**EXERCISE AIM:** In the material below, pictures must be dropped. Repeat exactly, and only, the lines from the line with "Locate the black" to the line with "Locate the grass", both ends included.

**AVAILABLE DATA:**
* * * *
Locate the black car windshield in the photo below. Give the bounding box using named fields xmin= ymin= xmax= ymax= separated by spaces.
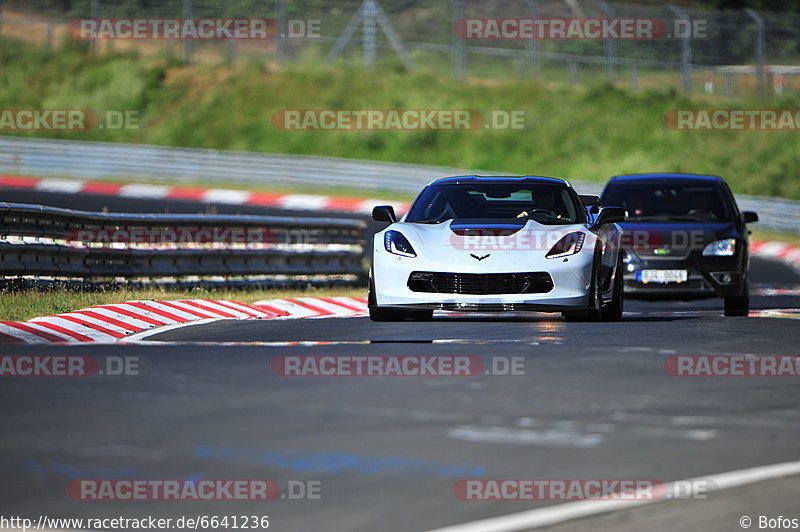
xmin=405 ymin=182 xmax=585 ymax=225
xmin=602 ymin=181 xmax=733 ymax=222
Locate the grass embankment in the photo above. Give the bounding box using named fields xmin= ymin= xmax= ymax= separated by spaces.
* * * *
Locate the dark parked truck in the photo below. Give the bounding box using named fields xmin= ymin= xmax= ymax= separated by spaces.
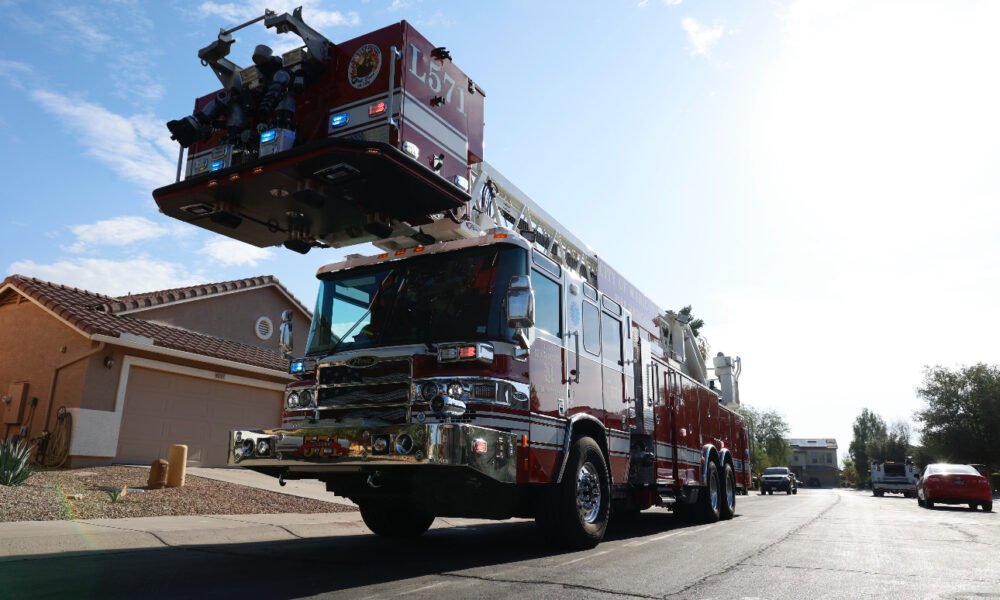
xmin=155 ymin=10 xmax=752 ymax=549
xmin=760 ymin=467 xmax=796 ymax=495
* * * *
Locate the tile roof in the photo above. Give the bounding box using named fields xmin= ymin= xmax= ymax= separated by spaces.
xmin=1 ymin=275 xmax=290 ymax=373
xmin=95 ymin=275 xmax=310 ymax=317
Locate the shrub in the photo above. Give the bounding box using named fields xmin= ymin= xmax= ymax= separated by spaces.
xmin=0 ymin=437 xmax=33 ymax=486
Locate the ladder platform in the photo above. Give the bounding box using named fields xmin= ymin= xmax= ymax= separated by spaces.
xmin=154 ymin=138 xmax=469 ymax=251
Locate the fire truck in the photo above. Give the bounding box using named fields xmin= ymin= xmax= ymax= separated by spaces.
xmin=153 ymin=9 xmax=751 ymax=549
* * * *
**OUTPUT BELOW:**
Locate the black car windshield in the photo below. Give the bounding box using named fields xmin= ymin= xmax= ymax= separated by spaces.
xmin=405 ymin=182 xmax=585 ymax=225
xmin=602 ymin=181 xmax=733 ymax=222
Locate the grass embankment in the photo above. Give the bounding box using named fields xmin= ymin= xmax= ymax= separated by spaces.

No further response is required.